Alarm

Alarm

EMQ X Broker has built-in monitoring and alarm functions. Currently, it supports monitoring of CPU occupancy, (system, process) memory occupancy, number of processes, rule engine resource status, cluster partition and healing and it can alarm. Both activation and deactivation of alarms will generate a alarm log and the Broker will publish an MQTT message with the topic of $SYS/brokers/<Node>/alarms/activate or $SYS/brokers/<Node>/alarms/deactivate, Users can subscribe to the topics of $SYS/brokers/+/alarms/avtivate and $SYS/brokers/+/alarms/deactivate to get alarm notifications.

### THE PROBLEM:
Using the text on broker alarms, answer:
1. What kinds of memory occupancy does the broker monitor?
2. Besides publishing an MQTT message, what does the broker produce when an alarm is activated or deactivated?
3. What topic does the broker publish to when an alarm is deactivated?
The material that comes after this text isn't needed here.

### INFORMATION PROVIDED:

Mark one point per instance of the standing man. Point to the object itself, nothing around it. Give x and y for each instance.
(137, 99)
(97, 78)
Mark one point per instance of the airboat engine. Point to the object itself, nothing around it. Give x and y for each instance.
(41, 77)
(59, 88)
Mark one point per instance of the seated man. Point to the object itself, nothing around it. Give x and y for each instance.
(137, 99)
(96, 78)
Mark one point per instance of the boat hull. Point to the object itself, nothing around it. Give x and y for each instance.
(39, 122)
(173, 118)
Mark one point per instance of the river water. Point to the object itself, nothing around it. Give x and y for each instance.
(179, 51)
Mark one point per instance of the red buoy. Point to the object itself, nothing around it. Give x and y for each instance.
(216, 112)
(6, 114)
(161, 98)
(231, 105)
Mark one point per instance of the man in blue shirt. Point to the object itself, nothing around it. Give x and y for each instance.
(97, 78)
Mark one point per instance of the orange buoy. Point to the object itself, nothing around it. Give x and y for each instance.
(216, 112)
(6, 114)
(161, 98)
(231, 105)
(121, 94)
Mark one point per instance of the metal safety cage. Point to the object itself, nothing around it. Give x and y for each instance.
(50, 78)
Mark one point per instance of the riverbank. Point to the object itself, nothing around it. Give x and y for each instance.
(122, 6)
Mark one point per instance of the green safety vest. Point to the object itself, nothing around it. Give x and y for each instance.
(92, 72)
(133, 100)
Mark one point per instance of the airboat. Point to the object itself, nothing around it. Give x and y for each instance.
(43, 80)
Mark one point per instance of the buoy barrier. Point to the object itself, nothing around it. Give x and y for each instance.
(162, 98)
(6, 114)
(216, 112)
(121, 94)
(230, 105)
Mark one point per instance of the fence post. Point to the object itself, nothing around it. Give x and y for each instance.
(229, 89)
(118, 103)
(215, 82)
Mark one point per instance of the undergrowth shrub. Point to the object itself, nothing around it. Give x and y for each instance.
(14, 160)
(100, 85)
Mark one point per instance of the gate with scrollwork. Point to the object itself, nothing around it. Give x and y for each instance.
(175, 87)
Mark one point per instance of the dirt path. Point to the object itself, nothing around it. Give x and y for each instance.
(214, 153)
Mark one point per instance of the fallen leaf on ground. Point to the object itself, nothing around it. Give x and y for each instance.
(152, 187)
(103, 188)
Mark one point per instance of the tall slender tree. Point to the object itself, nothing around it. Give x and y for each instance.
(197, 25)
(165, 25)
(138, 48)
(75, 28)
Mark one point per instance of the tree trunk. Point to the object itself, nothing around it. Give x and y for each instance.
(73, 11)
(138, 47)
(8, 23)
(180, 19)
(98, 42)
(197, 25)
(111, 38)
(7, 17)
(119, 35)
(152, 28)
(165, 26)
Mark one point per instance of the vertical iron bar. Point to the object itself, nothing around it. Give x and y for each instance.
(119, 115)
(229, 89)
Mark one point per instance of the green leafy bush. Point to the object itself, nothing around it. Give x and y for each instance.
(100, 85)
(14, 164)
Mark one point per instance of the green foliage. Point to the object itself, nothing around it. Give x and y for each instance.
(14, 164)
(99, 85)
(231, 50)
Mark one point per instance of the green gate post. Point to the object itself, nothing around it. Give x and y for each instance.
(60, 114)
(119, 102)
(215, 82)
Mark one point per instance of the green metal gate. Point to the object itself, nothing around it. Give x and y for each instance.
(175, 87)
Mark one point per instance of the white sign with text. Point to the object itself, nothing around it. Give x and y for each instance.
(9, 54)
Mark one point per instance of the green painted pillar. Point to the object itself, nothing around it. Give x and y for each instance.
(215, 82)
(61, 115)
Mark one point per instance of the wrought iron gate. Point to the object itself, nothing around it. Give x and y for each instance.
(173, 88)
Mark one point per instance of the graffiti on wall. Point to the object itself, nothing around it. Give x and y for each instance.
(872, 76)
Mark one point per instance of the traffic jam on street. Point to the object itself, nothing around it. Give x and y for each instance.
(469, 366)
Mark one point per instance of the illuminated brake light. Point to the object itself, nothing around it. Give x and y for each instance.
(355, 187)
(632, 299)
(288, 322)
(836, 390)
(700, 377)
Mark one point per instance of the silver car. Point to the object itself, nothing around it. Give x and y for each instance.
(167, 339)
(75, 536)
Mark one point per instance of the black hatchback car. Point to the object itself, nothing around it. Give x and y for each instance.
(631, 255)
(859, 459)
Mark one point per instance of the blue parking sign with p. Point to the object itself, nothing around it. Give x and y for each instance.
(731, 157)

### TASK OUTPUT:
1. System and process memory occupancy.
2. An alarm log.
3. $SYS/brokers/<Node>/alarms/deactivate